Task prompt — Nothing but a full, exact copy of the data is needed.

---*---

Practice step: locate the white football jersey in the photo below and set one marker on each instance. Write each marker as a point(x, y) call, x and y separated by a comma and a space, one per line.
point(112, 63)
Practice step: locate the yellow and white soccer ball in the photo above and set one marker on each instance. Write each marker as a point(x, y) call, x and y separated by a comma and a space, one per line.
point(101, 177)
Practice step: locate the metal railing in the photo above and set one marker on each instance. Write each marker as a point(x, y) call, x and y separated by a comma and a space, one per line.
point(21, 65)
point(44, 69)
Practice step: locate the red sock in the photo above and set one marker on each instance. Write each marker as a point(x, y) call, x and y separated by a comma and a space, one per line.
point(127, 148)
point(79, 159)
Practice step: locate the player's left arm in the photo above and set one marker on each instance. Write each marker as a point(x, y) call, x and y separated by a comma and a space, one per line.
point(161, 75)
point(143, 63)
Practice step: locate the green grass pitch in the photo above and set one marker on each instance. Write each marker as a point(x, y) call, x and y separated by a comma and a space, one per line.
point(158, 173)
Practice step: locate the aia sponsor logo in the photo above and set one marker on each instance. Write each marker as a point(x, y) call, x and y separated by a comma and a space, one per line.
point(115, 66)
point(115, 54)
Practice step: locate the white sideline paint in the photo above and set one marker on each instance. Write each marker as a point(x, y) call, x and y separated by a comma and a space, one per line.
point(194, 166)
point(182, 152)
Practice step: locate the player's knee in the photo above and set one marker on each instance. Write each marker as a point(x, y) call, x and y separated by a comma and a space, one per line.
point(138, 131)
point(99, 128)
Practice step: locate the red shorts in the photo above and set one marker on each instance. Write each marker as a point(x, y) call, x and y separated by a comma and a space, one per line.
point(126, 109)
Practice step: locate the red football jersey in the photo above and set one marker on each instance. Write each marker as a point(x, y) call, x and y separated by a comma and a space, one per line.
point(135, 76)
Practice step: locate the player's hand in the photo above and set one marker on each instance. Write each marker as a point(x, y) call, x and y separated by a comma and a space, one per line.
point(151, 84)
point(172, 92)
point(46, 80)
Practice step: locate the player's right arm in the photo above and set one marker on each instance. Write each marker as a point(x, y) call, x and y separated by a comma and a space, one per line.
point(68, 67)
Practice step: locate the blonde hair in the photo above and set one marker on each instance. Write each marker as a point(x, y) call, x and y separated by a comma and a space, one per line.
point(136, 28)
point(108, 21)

---*---

Response to this exercise —
Practice step: locate the white football jersey in the photo below and set one marker on each instance. Write each marker as a point(x, y) call, x and y separated by a comma and a space, one per line.
point(112, 63)
Practice step: locate the yellow and white soccer ball in the photo above and set one marker on each instance. Write each marker as a point(x, y) call, x and y separated by a comma and a space, one per line.
point(101, 177)
Practice step: locate the metal railing in the photo above and set one marker on each instance. Write each marker as a point(x, y) call, x and y separated by a comma and a space, one per line.
point(21, 65)
point(44, 69)
Practice step: locate the red sock in the photo above and set one marker on each instance. Write each marker as a point(x, y) call, x and y separated by a comma and a space, one per line.
point(127, 148)
point(79, 159)
Practice step: locate the player's left arm in the photo above and set one marker on each instance. Write each marker as a point(x, y) call, x and y separated by a comma and a space, one per line.
point(161, 75)
point(143, 63)
Practice step: locate the green grass pitch in the photo above and set one marker on each instance. Write each marker as a point(x, y) call, x and y separated by a comma and a space, one per line.
point(158, 173)
Practice step: locate the aia sponsor logo in the photo above and set one marker on each instance. Write each marker as a point(x, y) call, x and y separated by a comma and a space, one per line.
point(115, 66)
point(115, 54)
Practice step: locate the white sideline paint in the photo above and set one marker on each instance. Write each marker as a point(x, y) call, x and y separated by a comma and a space, one per line.
point(194, 166)
point(182, 152)
Practice step: locate the player's knee in the photo above and set one marker on each instance. Write each marker as a point(x, y) call, x and y separated by a comma and a space, one per line.
point(138, 131)
point(99, 128)
Practice step: locate the red shorts in the photo above and set one marker on each instance. Write each marker as a point(x, y) call, x and y separated by a comma and a space, one per line.
point(126, 109)
Practice step: locate the red football jersey in the photo above and set one marker on each instance. Write each marker as a point(x, y) call, x and y separated by a comma and a space, one per line.
point(135, 76)
Practice step: locate the player's hand in the photo above and set one marker on each instance. Write each marker as a point(x, y) call, x and y separated by a comma and a space, one per line.
point(151, 84)
point(172, 92)
point(46, 80)
Practice step: locate the player's right arm in the photo above and set one marker on each instance. Write each marker as a point(x, y) call, x and y separated by a comma and a space, one per line.
point(68, 67)
Practice step: locate the blonde hair in the photo above and set one marker on each instance. Write each marker as a point(x, y) call, x and y separated by a comma and a space, one per line.
point(136, 28)
point(108, 21)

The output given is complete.